Tutto questo era evidente fin dalla scelta della squadra di governo, con la rinuncia a servirsi dei migliori e la preferenza accordata ai più fedeli, ma è diventato via via più evidente nelle ultime settimane. Quando, nella polemica con il commissario alla spending review, Renzi e i suoi ribadiscono che «è la politica che decide», non c’è solo l’ennesima manifestazione dell’arroganza del potere (la frase «Cottarelli stia sereno» è un avvertimento di sfratto), ma c’è l’implicita affermazione di un’idea della politica come attività sostanzialmente autosufficiente. Un’idea che verrebbe da definire semplicemente ingenua, se le sue conseguenze non fossero estremamente dannose. Pensare che problemi di enorme complessità e delicatezza, come il cambiamento della Costituzione, la riforma del mercato del lavoro, la riorganizzazione della Pubblica amministrazione, si possano affrontare mediante un negoziato fra partiti, gruppi parlamentari e fazioni varie, senza un disegno coerente e meditato, con la sola logica delle concessioni reciproche, significa non avere la minima idea degli enormi limiti cognitivi della politica, tanto più di questa politica, con questi politici, nell’Italia di oggi. Nessuno costruisce un aereo, o un’automobile, o un computer, cercando di mettere d’accordo tutti i produttori che ambiscono a fornirne parti e componenti. Eppure è questa la pretesa della politica in Italia. Ed è questa, probabilmente, la ragione per cui la stragrande maggioranza degli aerei, delle automobili e dei computer funzionano, mentre le nostre leggi di riforma non funzionano quasi mai.
Ma la restaurazione del primato del politico, sfortunatamente, non finisce qui. Il disprezzo per la competenza, per l’esperienza, per i saperi tecnici e specialistici, non si limita a privilegiare i politici puri nelle posizioni di governo, ma investe anche il lavoro e le professioni della gente comune. Per chi è della mia generazione, e ha preso atto degli obbrobri della rivoluzione culturale cinese, con le sue epurazioni di intere categorie di persone, medici, insegnati, ingegneri, professionisti, intellettuali, colpevoli soltanto di essere «borghesi» anziché «contadini poveri», fa un certo effetto la leggerezza con cui la politica sta procedendo a rottamare medici, magistrati, professori semplicemente in base alla loro età, senza alcuna considerazione sulle loro competenze o la loro utilità. Come fa effetto sentire che qualcuno è stato scelto «in quanto donna», o «in quanto giovane», senza alcun riferimento ai suoi meriti rispetto ad altri candidati.
□ □ □
_Consegna_.
Rispondi per favore a queste domande sul brano proposto:
1. Quale frase viene definita «un avvertimento di sfratto»?
2. Quali tre prodotti cita il brano come cose che nessuno costruisce cercando di mettere d'accordo tutti i produttori?
3. In base a che cosa la politica sta procedendo a rottamare medici, magistrati e professori?
□ □ □
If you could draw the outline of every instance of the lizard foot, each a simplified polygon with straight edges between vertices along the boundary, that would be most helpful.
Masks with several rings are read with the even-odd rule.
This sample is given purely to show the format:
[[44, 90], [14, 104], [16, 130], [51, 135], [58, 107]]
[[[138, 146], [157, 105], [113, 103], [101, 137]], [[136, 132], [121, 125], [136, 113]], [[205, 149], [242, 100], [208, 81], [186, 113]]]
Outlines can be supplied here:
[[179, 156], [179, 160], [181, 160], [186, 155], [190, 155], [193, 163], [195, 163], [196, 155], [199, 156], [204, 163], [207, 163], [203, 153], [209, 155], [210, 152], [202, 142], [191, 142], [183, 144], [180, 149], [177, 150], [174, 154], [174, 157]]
□ □ □
_Esercizio svolto_.
1. «Cottarelli stia sereno».
2. Un aereo, un'automobile e un computer.
3. In base alla loro età.